Extracted data rows:
============
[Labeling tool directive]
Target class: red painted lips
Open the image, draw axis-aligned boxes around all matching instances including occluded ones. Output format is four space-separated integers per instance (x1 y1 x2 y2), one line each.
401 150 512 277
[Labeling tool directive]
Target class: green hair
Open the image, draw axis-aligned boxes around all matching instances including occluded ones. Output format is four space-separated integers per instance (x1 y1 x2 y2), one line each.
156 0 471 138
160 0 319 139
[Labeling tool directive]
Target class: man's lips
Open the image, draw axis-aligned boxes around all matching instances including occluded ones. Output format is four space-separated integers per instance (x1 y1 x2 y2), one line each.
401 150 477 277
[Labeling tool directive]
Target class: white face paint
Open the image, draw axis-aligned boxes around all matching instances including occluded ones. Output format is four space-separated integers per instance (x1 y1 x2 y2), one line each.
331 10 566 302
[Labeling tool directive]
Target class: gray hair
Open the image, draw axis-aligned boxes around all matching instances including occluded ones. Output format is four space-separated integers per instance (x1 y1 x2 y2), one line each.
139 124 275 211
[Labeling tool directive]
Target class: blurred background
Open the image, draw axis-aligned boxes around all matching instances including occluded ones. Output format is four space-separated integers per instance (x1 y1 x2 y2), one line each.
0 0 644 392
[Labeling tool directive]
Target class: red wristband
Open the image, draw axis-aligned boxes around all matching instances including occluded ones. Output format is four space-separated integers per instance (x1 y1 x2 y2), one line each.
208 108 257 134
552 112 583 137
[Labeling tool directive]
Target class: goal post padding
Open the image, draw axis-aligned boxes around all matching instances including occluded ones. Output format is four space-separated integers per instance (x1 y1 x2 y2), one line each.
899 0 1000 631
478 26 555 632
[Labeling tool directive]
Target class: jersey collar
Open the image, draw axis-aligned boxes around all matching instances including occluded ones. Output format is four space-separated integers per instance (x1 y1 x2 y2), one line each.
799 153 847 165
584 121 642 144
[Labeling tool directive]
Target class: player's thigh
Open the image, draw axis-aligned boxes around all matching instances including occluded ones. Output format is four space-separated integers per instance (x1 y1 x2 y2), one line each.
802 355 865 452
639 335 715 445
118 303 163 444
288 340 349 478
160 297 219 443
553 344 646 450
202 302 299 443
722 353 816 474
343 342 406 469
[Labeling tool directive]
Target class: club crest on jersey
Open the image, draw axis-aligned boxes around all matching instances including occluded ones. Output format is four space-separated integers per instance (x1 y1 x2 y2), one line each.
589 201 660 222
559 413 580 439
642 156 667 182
============
▸ **Written request**
Put all of these rows into a two-column CSV headed instruction and boxes, with one line per row. Give each row's text and its answer as single quoted fields, with line breaks turned into spaces.

▸ **In response**
instruction,boxes
"[Labeling tool directive] Target class: red painted lips Open the image, draw axis-aligned boxes around all matching instances including occluded ones. Output format is four space-separated integers per instance (x1 y1 x2 y2), one line each.","401 150 512 277"
"[Labeling tool directive] Target class: green hair Open the image, draw axis-aligned boxes around all matching instances including occluded ones. Output format is four space-separated integers per instance (x1 y1 x2 y2), one line each.","156 0 471 138 160 0 319 139"
"[Labeling tool directive] Target class: man's lips Open the image, draw axis-aligned boxes around all matching instances including occluded ones. Output format is four space-separated integers per instance (x1 y1 x2 y2), one line each.","401 150 477 277"
"[Labeling tool directive] Target class: white face paint Open the image, draw axis-aligned boxes around all matching instances including occluded ones. Output format is four space-separated integers per instance (x1 y1 x2 y2), one line each.","331 10 566 302"
"[Labeling tool directive] Target class: gray hair Open the image, draw axis-aligned boxes around all matching instances including occluded ones. Output format is four space-separated integers per instance (x1 y1 x2 y2), one line each.","139 124 275 211"
"[Labeling tool directive] Target class: blurred background Open the image, draw axis-aligned boxes around all matching instances including occluded ones. Output format is four space-separated integers per instance (x1 y1 x2 y2), one line each.","0 0 644 392"
"[Labeling tool directive] Target class: red wristband Open the image, draw axis-aligned boxes around all matching instances including occluded ones. Output format is four space-separated integers per instance (x1 y1 x2 y2), one line each.","208 108 257 134 552 112 583 137"
"[Labeling tool directive] Target class: goal post padding Open the image, draw axis-aligned boxes around all matching instances including occluded ones. Output format is four space-separated integers per instance (x1 y1 x2 y2), one line each.","899 0 1000 631 478 26 555 632"
"[Labeling tool directive] Target class: jersey collar Open the image, draw axis-aligned boxes around all matching instances including occluded ones. Output format is four space-separated integers per instance (x1 y1 x2 y2), one line each.","799 153 847 165 584 121 642 144"
"[Labeling tool directive] Target class: player's thigh Open the image, draw axis-aligned boxes around all matching instances including occluded ones. Output format is four space-separated integers per instance (x1 y1 x2 y2), one line each.","802 355 865 452 639 335 715 445 118 303 163 444 288 340 349 478 160 297 219 443 553 344 646 450 202 302 299 443 722 353 816 474 343 342 406 469"
"[Labeling tool directive] Target class: club crest on jersey Open the image, draw axis-aligned boxes around all matching instances including occluded ones. Output format is four space-separated integers per instance (x1 y1 x2 y2), one line each.","589 201 660 222 559 413 580 439 642 156 667 182"